Task instructions -
A. Copy everything in the Emilia Pérez commentary from "With the millions" down to "they’re talking about.".
B. Please write what comes next in the Emilia Pérez commentary, picking up after its final sentence.

Text segment -
Start of Block

What is more important to point out in all this Emilia Pérez mishmash is that the awards ceremonies we respect and the faceless groups of voters at Cannes, the Golden Globes, the Academy Awards that we so unquestionably trust, are a fallacy. It’s a politically and financially charged charade.
With the millions of dollars it costs for a film to run an Oscar campaign, there’s no way these “bests” can account for the canon of cinema released any given year. So if Emilia Pérez wins Best Picture, we’ll know they’re wrong. And in that knowledge, take back our discernment and seek out stories by auteurs who know what they’re talking about.
Emilia Pérez talks about nothing because there is no heart; there is only shiny surface. And a class of people who won’t and can’t bother to mine more than this will continue to uplift the movie.

End of Block

Stored data entries
Start of Block

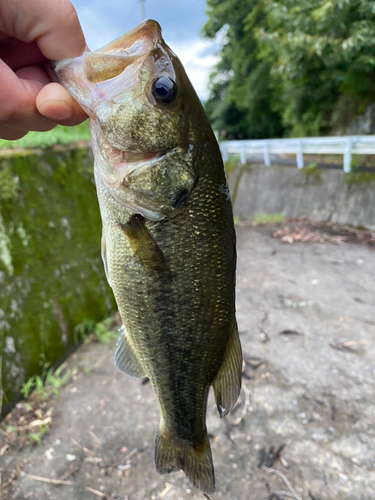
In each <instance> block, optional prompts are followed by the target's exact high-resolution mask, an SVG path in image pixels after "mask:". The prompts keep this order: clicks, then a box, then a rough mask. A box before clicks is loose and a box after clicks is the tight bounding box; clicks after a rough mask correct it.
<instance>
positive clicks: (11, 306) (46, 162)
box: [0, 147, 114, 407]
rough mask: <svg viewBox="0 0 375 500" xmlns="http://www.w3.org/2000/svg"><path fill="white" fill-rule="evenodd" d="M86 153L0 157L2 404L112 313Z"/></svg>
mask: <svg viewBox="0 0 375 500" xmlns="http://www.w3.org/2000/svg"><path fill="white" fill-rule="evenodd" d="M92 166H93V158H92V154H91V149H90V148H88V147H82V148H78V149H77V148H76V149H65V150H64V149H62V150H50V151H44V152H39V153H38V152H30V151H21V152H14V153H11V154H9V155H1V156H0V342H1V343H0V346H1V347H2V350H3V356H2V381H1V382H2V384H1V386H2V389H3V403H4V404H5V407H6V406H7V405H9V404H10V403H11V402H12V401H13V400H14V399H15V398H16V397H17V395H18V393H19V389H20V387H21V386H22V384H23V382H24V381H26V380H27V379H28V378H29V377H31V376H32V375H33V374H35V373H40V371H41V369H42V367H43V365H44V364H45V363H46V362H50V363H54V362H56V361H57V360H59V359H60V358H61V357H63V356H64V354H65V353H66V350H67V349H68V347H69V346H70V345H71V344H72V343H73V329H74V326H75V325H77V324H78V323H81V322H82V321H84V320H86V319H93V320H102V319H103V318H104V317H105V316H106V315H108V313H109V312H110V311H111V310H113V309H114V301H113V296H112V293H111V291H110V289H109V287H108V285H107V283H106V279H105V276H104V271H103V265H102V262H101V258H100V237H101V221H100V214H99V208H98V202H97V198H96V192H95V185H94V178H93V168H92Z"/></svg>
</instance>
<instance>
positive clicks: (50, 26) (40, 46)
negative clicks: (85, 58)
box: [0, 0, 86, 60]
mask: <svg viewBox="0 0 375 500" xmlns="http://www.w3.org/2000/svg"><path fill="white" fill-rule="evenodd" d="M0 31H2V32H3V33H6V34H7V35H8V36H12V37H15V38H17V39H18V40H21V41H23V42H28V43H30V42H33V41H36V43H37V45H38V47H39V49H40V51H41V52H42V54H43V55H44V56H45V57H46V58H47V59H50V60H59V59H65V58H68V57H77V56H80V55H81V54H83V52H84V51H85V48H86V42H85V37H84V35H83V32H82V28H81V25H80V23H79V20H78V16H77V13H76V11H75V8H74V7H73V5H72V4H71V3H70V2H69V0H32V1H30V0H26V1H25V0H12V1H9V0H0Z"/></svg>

End of Block
Start of Block

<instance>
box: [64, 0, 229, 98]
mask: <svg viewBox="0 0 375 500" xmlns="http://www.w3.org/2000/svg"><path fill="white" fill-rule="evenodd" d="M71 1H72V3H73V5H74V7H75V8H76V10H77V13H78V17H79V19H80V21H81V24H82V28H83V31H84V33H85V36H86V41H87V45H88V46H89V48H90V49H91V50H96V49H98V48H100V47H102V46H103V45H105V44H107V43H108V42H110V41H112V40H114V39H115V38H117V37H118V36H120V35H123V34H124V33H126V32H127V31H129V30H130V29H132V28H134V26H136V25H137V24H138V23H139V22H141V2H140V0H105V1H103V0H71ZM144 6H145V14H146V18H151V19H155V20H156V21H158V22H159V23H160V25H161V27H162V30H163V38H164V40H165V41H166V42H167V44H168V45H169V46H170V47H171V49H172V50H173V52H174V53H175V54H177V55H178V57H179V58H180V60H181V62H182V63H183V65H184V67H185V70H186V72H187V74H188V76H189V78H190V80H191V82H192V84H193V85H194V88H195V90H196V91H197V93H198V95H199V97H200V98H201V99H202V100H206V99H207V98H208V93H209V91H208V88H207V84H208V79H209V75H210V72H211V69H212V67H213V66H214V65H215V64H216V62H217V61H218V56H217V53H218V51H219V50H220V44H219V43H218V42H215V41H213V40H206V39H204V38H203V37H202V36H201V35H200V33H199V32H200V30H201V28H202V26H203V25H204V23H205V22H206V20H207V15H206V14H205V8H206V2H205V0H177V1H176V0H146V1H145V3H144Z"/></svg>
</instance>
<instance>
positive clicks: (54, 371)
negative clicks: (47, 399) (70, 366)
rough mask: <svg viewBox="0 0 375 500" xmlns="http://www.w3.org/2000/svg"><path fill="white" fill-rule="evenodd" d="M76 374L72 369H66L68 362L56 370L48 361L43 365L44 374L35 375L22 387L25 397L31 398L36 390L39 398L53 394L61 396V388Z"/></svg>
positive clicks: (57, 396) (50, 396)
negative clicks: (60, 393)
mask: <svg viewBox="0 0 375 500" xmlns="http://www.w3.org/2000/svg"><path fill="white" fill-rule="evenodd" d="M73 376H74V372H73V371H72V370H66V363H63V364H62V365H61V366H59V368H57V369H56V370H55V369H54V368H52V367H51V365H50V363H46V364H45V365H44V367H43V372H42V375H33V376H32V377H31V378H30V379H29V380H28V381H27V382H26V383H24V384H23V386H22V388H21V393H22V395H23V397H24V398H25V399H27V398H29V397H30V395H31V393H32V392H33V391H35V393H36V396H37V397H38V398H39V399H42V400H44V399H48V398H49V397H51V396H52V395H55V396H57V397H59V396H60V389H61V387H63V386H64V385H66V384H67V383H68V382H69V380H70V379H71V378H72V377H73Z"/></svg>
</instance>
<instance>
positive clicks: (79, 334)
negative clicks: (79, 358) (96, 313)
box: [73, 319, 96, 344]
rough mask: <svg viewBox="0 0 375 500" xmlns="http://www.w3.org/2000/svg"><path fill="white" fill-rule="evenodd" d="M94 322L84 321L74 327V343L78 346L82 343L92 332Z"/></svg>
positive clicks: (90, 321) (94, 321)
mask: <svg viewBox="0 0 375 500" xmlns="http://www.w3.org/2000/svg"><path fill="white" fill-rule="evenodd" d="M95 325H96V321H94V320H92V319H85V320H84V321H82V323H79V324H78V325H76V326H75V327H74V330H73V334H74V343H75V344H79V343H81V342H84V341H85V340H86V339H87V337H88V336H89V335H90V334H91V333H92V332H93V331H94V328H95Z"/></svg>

End of Block

Answers to each task -
A.
With the millions of dollars it costs for a film to run an Oscar campaign, there’s no way these “bests” can account for the canon of cinema released any given year. So if Emilia Pérez wins Best Picture, we’ll know they’re wrong. And in that knowledge, take back our discernment and seek out stories by auteurs who know what they’re talking about.

B.
Staying critical of commercial successes is vital if we, actual Latinx and Latin Americans want to create change.
Make noise. Don’t settle. And rage against the flashing lights outlining hollow representations that white elites throw at us as if they’re really something. It’s time to question everything, every convention, every structure, every ruling entity. Don’t get complacent; get active. Get frustrated. Get critical. And please don’t praise folks for doing the bare minimum (like casting a trans actress in a trans role). Enough of that. It’s quite enough.